_TASK BRIEF_
Answer these questions from the text on retained placenta:
(a) Within how many minutes of the baby's birth must the placenta be expelled before it is generally defined as retained, when the third stage of labor is managed actively?
(b) Which drug should not be given, and what effect does it have?
(c) Within how many hours after calving is a cow's placenta expelled in a normal condition?

_READING TEXT_

- Other names: Retained products of conception
- Specialty: Obstetrics and gynaecology

= Retained placenta =

All or part of the placenta remaining in the uterus during the 3rd stage of labor

Retained placenta is a condition in which all or part of the placenta or membranes remain in the uterus during the third stage of labour. Retained placenta can be broadly divided into:
- failed separation of the placenta from the uterine lining
- placenta separated from the uterine lining but retained within the uterus

A retained placenta is commonly a cause of postpartum haemorrhage, both primary and secondary.

Retained placenta is generally defined as a placenta that has not undergone placental expulsion within 30 minutes of the baby's birth, where the third stage of labor has been managed actively.

==Signs and symptoms==
Risks of retained placenta include hemorrhage and infection. After the placenta is delivered, the uterus should contract to close off all the blood vessels inside the uterus. If the placenta only partially separates, the uterus cannot contract properly, so the blood vessels inside will continue to bleed. A retained placenta thereby leads to hemorrhage.

==Management==
Drugs, such as intraumbilical or intravenous oxytocin, are often used in the management of placental retention. It is useful ensuring the bladder is empty. However, ergometrine should not be given as it causes tonic uterine contractions which may delay placental expulsion. Controlled umbilical cord traction has been recommended as a second alternative after more than 30 minutes have passed after stimulation of uterine contractions, provided the uterus is contracted. Manual extraction may be required if cord traction also fails, or if heavy ongoing bleeding occurs. There is currently uncertainty about the effectiveness of anaesthesia or analgesia for manual extraction, in terms of pain and the risk of postpartum haemorrhage. Very rarely, a curettage is necessary to ensure that no remnants of the placenta remain (in rare conditions with very adherent placenta, such as a placenta accreta).

However, in birth centers and attended home birth environments, it is common for licensed care providers to wait for the placenta's birth up to 2 hours in some instances.

==Other animals==
Retention of fetal membranes (afterbirth) is observed more frequently in cattle than in other animals. In a normal condition, a cow's placenta is expelled within 12 hours after calving.

_AVAILABLE DATA_
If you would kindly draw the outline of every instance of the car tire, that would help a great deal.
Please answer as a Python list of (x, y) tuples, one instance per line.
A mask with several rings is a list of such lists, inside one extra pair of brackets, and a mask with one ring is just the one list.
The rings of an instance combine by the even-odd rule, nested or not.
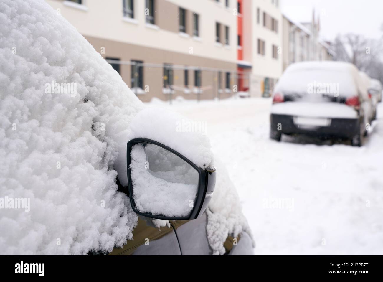
[(282, 133), (280, 131), (272, 130), (270, 130), (270, 139), (271, 139), (275, 140), (277, 142), (279, 142), (281, 141), (281, 137), (282, 136)]
[[(366, 133), (367, 133), (367, 131), (366, 131)], [(364, 144), (365, 136), (364, 128), (361, 125), (359, 133), (351, 139), (351, 145), (358, 147), (363, 146)]]

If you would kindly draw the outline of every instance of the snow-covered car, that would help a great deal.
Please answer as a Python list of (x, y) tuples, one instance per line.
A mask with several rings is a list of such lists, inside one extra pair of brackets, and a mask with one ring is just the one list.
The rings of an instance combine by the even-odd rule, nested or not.
[(368, 98), (371, 101), (372, 105), (371, 110), (371, 120), (372, 121), (376, 118), (376, 106), (379, 102), (379, 99), (376, 93), (374, 93), (374, 90), (370, 88), (371, 85), (371, 78), (365, 72), (362, 71), (359, 72), (359, 75), (362, 79), (362, 81), (365, 85), (367, 88), (367, 95)]
[(375, 95), (378, 102), (382, 101), (382, 88), (381, 83), (377, 79), (371, 79), (368, 91), (373, 95)]
[(282, 134), (349, 139), (362, 146), (373, 106), (354, 65), (339, 62), (291, 65), (274, 88), (270, 137)]
[(43, 0), (0, 2), (0, 254), (252, 254), (206, 135)]

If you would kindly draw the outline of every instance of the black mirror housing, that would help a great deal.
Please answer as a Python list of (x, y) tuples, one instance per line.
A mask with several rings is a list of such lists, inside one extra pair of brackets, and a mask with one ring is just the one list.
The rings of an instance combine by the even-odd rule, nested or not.
[[(152, 144), (160, 147), (172, 153), (190, 165), (198, 172), (198, 179), (196, 199), (191, 212), (186, 216), (169, 216), (164, 215), (154, 215), (150, 213), (140, 212), (136, 207), (133, 195), (133, 185), (131, 175), (131, 153), (132, 147), (135, 145), (142, 143)], [(129, 141), (126, 145), (126, 164), (128, 183), (128, 191), (131, 205), (133, 211), (137, 214), (147, 217), (168, 220), (187, 220), (195, 219), (202, 215), (207, 207), (211, 199), (215, 186), (216, 177), (216, 170), (213, 167), (200, 167), (185, 157), (183, 155), (175, 151), (171, 148), (151, 139), (145, 138), (136, 138)]]

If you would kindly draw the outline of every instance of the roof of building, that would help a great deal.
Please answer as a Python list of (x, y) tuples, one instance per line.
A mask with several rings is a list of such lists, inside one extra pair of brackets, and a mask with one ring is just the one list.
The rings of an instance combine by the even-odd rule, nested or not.
[(288, 16), (286, 16), (285, 14), (283, 14), (282, 15), (283, 17), (284, 17), (286, 20), (287, 20), (288, 21), (290, 21), (290, 23), (292, 23), (294, 25), (296, 26), (297, 28), (298, 28), (299, 29), (301, 30), (302, 31), (305, 33), (306, 33), (309, 35), (311, 35), (312, 34), (311, 31), (310, 31), (307, 28), (306, 28), (306, 26), (304, 26), (303, 25), (295, 21), (293, 21), (290, 18), (289, 18)]

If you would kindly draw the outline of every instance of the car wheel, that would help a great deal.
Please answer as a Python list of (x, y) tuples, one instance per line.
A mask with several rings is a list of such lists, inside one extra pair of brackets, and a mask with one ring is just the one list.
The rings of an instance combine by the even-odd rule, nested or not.
[(270, 138), (276, 141), (279, 142), (281, 141), (281, 136), (282, 133), (276, 130), (270, 130)]
[(359, 133), (354, 136), (351, 139), (351, 144), (353, 146), (358, 147), (363, 146), (364, 144), (364, 128), (361, 125)]

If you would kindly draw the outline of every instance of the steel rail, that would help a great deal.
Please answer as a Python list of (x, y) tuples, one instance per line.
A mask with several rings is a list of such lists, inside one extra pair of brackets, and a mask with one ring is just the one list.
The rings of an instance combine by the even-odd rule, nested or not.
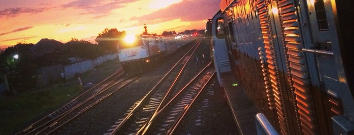
[[(115, 85), (122, 83), (123, 81), (124, 81), (125, 79), (127, 79), (129, 78), (130, 78), (130, 76), (129, 77), (126, 77), (125, 78), (122, 79), (122, 80), (120, 80), (120, 81), (117, 82), (113, 82), (113, 81), (111, 82), (110, 83), (114, 83)], [(99, 94), (101, 94), (102, 92), (105, 91), (106, 90), (108, 90), (107, 88), (106, 88), (106, 90), (101, 90), (100, 91)], [(89, 97), (88, 99), (87, 99), (85, 101), (80, 102), (79, 104), (76, 105), (76, 106), (74, 106), (73, 107), (70, 108), (70, 109), (68, 110), (67, 111), (65, 111), (65, 112), (61, 114), (59, 116), (56, 117), (52, 119), (51, 119), (50, 121), (47, 121), (47, 122), (40, 125), (39, 126), (37, 127), (36, 128), (33, 129), (32, 130), (28, 132), (28, 133), (26, 133), (26, 134), (30, 134), (31, 133), (32, 133), (33, 132), (40, 130), (39, 132), (43, 132), (45, 129), (47, 129), (48, 128), (51, 128), (55, 124), (57, 124), (58, 121), (59, 120), (61, 120), (65, 118), (66, 116), (72, 113), (72, 112), (74, 111), (76, 111), (77, 108), (79, 107), (82, 107), (82, 106), (84, 105), (84, 104), (87, 103), (89, 101), (91, 101), (92, 99), (95, 99), (95, 97), (98, 95), (98, 94), (94, 94), (93, 96), (91, 96)], [(38, 134), (38, 132), (36, 133)]]
[[(120, 130), (121, 128), (122, 128), (123, 125), (125, 125), (128, 121), (128, 120), (131, 118), (133, 114), (136, 113), (136, 112), (138, 111), (140, 108), (142, 107), (142, 106), (144, 104), (143, 103), (146, 102), (148, 101), (149, 97), (152, 96), (152, 94), (153, 94), (153, 93), (157, 90), (157, 88), (161, 85), (162, 84), (162, 82), (167, 78), (167, 77), (171, 74), (172, 71), (176, 68), (177, 65), (178, 65), (178, 64), (180, 63), (182, 60), (185, 59), (185, 57), (186, 57), (187, 55), (190, 53), (190, 52), (192, 50), (192, 49), (193, 48), (198, 48), (196, 47), (196, 45), (199, 44), (198, 43), (200, 43), (200, 40), (198, 41), (192, 47), (191, 49), (189, 49), (189, 50), (188, 50), (188, 51), (186, 52), (173, 66), (172, 66), (171, 69), (164, 75), (164, 77), (154, 85), (153, 88), (149, 90), (147, 94), (144, 97), (143, 97), (143, 98), (140, 100), (140, 101), (139, 102), (139, 103), (134, 107), (134, 108), (133, 108), (133, 109), (130, 111), (130, 112), (129, 112), (129, 113), (124, 118), (123, 118), (123, 120), (121, 121), (121, 122), (117, 125), (116, 125), (115, 128), (108, 130), (110, 130), (110, 132), (105, 133), (105, 134), (115, 134), (116, 133), (117, 131)], [(191, 56), (189, 57), (189, 58)], [(184, 64), (186, 64), (187, 63), (187, 62), (185, 62)]]
[[(154, 122), (154, 121), (155, 121), (156, 120), (156, 119), (159, 117), (159, 116), (160, 115), (161, 115), (161, 114), (162, 114), (162, 112), (163, 112), (165, 109), (166, 109), (166, 108), (170, 106), (171, 105), (171, 104), (172, 104), (173, 102), (175, 102), (177, 100), (177, 98), (180, 97), (180, 94), (183, 93), (183, 92), (184, 92), (185, 90), (187, 90), (187, 88), (188, 87), (190, 86), (191, 85), (193, 84), (193, 83), (194, 83), (195, 81), (196, 81), (196, 79), (198, 77), (200, 77), (202, 75), (202, 74), (204, 73), (204, 72), (205, 72), (205, 71), (208, 69), (208, 68), (210, 67), (210, 66), (211, 65), (211, 62), (210, 62), (209, 64), (208, 64), (204, 68), (203, 68), (203, 69), (201, 70), (195, 76), (194, 76), (194, 77), (192, 79), (191, 79), (190, 81), (189, 81), (189, 82), (187, 84), (185, 85), (185, 86), (183, 88), (181, 89), (181, 90), (180, 90), (179, 91), (178, 93), (177, 94), (176, 94), (174, 96), (174, 97), (172, 99), (171, 99), (166, 105), (165, 105), (160, 110), (159, 110), (156, 113), (156, 114), (155, 115), (155, 117), (151, 118), (149, 120), (149, 121), (147, 123), (147, 125), (146, 126), (143, 127), (143, 128), (144, 128), (144, 129), (142, 129), (142, 129), (140, 129), (140, 130), (142, 130), (142, 132), (141, 133), (141, 134), (144, 134), (146, 133), (147, 130), (150, 128), (151, 124)], [(213, 75), (212, 75), (211, 76), (212, 76)]]
[[(68, 102), (68, 103), (65, 104), (65, 105), (62, 106), (61, 107), (59, 107), (59, 109), (56, 110), (55, 111), (53, 111), (53, 112), (50, 113), (49, 114), (47, 115), (46, 116), (43, 117), (42, 118), (40, 119), (40, 120), (38, 120), (36, 121), (35, 122), (32, 123), (30, 125), (27, 126), (26, 127), (25, 127), (24, 129), (21, 130), (17, 133), (16, 133), (15, 134), (27, 134), (29, 133), (29, 132), (33, 131), (33, 130), (35, 130), (35, 128), (37, 128), (38, 126), (41, 126), (43, 125), (44, 123), (47, 123), (48, 121), (50, 121), (53, 118), (53, 116), (55, 116), (55, 114), (58, 114), (59, 115), (57, 115), (58, 116), (55, 117), (57, 117), (60, 116), (61, 115), (63, 115), (63, 114), (65, 114), (65, 112), (67, 112), (68, 110), (66, 110), (64, 112), (60, 112), (60, 111), (62, 111), (63, 108), (68, 108), (68, 107), (70, 107), (70, 104), (72, 103), (72, 104), (76, 104), (75, 105), (77, 105), (77, 100), (79, 98), (83, 98), (84, 96), (85, 96), (86, 94), (87, 94), (89, 92), (91, 91), (92, 90), (93, 90), (95, 88), (97, 88), (98, 87), (98, 86), (101, 85), (101, 84), (103, 83), (108, 79), (111, 79), (111, 78), (114, 76), (117, 76), (116, 78), (120, 77), (122, 75), (123, 75), (123, 74), (122, 73), (123, 72), (123, 69), (122, 68), (120, 68), (118, 70), (117, 70), (116, 72), (115, 72), (114, 73), (112, 74), (111, 76), (107, 77), (106, 79), (105, 79), (104, 80), (100, 82), (97, 85), (95, 85), (94, 87), (92, 87), (90, 89), (85, 91), (84, 93), (81, 94), (78, 96), (76, 96), (75, 98), (72, 99), (70, 101)], [(120, 75), (120, 74), (121, 74)], [(115, 79), (113, 79), (114, 80)], [(110, 81), (109, 83), (110, 83), (111, 81)], [(68, 106), (68, 107), (67, 107)], [(71, 106), (71, 107), (73, 107), (73, 106)], [(70, 108), (68, 108), (70, 109)]]
[[(200, 45), (200, 44), (201, 44), (200, 40), (199, 40), (198, 42), (197, 43), (198, 43), (198, 45), (197, 45), (196, 47), (194, 48), (194, 50), (193, 51), (193, 52), (192, 52), (192, 54), (194, 54), (194, 52), (195, 52), (195, 50), (196, 50), (196, 49), (198, 48), (198, 47), (199, 47), (199, 45)], [(180, 71), (180, 72), (179, 72), (179, 74), (178, 74), (178, 75), (177, 76), (177, 77), (175, 79), (175, 80), (174, 80), (174, 82), (173, 83), (172, 85), (171, 85), (171, 87), (170, 87), (170, 89), (167, 91), (167, 93), (166, 93), (166, 95), (165, 95), (165, 96), (164, 97), (164, 98), (162, 99), (162, 101), (161, 101), (161, 102), (160, 102), (160, 103), (159, 104), (159, 106), (158, 106), (158, 108), (155, 110), (155, 112), (153, 113), (153, 114), (152, 114), (152, 115), (150, 117), (149, 117), (149, 119), (148, 119), (148, 121), (147, 121), (148, 122), (145, 123), (143, 125), (143, 126), (140, 128), (140, 129), (139, 129), (139, 131), (136, 133), (136, 134), (140, 134), (140, 132), (143, 131), (143, 129), (144, 129), (144, 128), (145, 128), (145, 127), (146, 127), (146, 126), (148, 125), (148, 123), (150, 122), (150, 121), (151, 120), (151, 119), (153, 119), (154, 117), (156, 116), (156, 114), (158, 113), (158, 112), (159, 111), (159, 109), (160, 109), (160, 108), (161, 108), (161, 106), (162, 106), (163, 103), (164, 103), (164, 102), (166, 100), (166, 98), (167, 98), (167, 96), (169, 95), (169, 94), (170, 92), (172, 91), (171, 90), (172, 89), (172, 88), (174, 87), (174, 86), (175, 86), (175, 84), (176, 84), (176, 82), (177, 82), (177, 81), (178, 80), (178, 79), (179, 79), (179, 78), (179, 78), (180, 76), (181, 75), (182, 72), (184, 71), (184, 68), (185, 68), (185, 66), (187, 65), (187, 63), (188, 63), (188, 61), (189, 61), (189, 60), (190, 59), (190, 58), (191, 57), (191, 56), (192, 56), (192, 55), (190, 55), (190, 56), (189, 57), (189, 58), (188, 58), (188, 60), (187, 60), (187, 62), (185, 62), (185, 63), (184, 64), (184, 65), (183, 65), (183, 66), (182, 67), (182, 69), (181, 69), (181, 70)]]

_YOUR SOLUTION_
(a) 30 minutes.
(b) Ergometrine. It causes tonic uterine contractions, which may delay placental expulsion.
(c) Within 12 hours.